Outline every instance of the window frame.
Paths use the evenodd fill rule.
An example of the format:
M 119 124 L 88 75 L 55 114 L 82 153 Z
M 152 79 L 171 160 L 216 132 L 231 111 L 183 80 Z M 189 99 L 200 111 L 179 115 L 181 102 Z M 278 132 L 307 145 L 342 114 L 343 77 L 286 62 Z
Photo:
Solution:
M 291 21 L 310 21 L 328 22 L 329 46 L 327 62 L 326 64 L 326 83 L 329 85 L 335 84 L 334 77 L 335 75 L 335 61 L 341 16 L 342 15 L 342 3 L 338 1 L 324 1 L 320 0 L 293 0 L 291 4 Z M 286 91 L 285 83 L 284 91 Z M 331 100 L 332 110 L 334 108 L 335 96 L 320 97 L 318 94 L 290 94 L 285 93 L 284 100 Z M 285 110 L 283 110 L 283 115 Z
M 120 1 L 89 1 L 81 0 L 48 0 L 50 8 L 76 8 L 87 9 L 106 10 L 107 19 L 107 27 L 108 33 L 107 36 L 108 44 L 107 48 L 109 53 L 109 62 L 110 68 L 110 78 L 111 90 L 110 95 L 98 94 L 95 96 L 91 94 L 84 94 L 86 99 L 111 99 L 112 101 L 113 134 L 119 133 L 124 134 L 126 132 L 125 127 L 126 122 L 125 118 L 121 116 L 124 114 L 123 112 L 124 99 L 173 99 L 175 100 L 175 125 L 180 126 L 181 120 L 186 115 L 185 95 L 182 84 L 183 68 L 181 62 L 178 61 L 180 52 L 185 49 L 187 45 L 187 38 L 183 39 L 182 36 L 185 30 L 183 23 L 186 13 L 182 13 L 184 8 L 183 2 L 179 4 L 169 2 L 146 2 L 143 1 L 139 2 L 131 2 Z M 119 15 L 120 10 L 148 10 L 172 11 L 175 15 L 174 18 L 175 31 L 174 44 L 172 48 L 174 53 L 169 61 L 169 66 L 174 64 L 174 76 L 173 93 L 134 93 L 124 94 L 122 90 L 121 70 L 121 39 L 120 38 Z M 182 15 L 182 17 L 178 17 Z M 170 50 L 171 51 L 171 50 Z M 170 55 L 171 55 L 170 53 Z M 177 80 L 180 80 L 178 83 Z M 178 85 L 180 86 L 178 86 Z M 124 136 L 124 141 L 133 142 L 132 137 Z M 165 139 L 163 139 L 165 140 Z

What the exercise asks >> Which lines in the records contain the word "instance"? Pick out each one and copy it.

Exercise answer >>
Outline every instance of the window frame.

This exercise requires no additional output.